| GIVEN RECORDS |

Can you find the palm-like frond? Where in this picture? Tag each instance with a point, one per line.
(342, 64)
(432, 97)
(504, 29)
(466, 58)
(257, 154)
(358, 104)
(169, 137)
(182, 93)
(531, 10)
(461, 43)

| WHAT YOU ARE ASKED TO DO |
Output every line of the listing above verbatim, in the same order.

| CORRECT ANSWER |
Can you find the palm-like frond? Where in this picture? Tag each instance with a point, one per line.
(342, 64)
(432, 97)
(504, 29)
(466, 58)
(257, 154)
(358, 104)
(169, 137)
(182, 93)
(531, 10)
(461, 43)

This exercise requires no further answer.